* **STORED RECORDS**:
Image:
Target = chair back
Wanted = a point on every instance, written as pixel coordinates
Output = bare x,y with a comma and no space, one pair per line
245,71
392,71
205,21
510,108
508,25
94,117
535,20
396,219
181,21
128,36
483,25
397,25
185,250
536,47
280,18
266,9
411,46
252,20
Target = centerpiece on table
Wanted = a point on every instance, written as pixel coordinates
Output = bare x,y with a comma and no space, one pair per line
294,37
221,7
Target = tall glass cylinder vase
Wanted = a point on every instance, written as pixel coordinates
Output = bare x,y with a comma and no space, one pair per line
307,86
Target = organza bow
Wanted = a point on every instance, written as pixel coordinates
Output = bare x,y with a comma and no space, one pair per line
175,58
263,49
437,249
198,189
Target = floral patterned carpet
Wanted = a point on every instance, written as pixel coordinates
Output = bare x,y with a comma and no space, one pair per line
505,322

==

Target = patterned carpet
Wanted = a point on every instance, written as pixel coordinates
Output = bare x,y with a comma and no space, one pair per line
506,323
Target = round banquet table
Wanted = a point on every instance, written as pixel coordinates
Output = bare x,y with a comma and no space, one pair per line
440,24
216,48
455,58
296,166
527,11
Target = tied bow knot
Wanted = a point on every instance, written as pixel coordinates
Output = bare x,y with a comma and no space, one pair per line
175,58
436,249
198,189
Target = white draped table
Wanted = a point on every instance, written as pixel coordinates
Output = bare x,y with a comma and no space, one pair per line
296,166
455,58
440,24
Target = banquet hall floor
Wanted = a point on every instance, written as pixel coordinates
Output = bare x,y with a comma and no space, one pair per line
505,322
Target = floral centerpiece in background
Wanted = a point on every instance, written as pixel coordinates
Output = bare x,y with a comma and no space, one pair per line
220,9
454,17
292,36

* **SHORT TASK**: State the number of lines in the records above that contain the string "Target". Give only the number.

* **SOLUTION TO THE PROBLEM**: 11